>> start Input
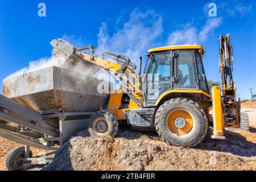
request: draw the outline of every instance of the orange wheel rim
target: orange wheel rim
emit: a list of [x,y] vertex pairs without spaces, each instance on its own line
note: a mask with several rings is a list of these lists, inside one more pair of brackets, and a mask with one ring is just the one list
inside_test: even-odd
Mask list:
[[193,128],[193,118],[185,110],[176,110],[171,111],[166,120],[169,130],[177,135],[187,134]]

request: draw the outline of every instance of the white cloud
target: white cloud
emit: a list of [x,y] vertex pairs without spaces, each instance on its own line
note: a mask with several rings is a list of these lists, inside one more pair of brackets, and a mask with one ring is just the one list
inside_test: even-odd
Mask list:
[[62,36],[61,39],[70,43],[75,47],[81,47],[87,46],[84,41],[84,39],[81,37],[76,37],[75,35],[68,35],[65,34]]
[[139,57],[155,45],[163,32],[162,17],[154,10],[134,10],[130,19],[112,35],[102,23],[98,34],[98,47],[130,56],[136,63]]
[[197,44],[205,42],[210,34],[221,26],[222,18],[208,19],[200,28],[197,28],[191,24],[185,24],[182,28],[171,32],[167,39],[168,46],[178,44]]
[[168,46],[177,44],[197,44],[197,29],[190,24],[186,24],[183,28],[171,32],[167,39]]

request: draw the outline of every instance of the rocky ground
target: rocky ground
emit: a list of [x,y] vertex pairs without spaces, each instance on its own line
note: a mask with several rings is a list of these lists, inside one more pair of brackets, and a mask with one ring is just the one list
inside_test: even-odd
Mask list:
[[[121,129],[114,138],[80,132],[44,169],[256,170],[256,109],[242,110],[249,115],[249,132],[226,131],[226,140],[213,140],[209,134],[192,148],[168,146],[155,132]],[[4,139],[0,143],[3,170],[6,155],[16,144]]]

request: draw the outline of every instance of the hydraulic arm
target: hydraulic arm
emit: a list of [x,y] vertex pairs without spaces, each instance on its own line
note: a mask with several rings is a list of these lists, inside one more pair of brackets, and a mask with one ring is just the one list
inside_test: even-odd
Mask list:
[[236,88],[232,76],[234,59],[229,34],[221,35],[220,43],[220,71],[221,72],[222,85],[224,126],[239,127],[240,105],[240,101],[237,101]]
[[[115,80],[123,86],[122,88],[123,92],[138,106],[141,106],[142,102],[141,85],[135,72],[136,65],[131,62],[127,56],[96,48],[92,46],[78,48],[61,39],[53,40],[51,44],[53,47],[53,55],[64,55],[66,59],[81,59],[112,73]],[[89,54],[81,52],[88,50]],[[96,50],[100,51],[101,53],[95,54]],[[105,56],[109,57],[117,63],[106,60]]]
>> end Input
>> start Input
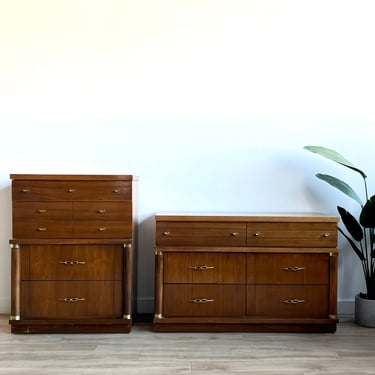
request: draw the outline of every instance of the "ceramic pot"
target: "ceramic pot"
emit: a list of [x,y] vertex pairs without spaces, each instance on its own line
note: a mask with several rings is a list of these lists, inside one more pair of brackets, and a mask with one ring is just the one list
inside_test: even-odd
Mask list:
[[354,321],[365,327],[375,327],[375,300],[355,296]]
>> end Input
>> start Input
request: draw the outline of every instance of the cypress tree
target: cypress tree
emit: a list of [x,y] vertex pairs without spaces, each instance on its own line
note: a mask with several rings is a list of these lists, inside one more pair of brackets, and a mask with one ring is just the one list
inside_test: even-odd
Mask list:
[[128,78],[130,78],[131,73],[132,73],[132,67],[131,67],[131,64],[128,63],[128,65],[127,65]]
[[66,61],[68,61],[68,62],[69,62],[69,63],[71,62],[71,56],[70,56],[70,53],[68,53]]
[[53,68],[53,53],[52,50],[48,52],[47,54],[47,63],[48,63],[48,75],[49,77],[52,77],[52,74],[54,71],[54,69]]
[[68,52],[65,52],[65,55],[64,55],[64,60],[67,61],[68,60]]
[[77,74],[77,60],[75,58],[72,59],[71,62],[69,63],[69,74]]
>> end Input
Count the lines of the entries above that contain the string "ceramic". Give only the number.

_Answer to the task_: 2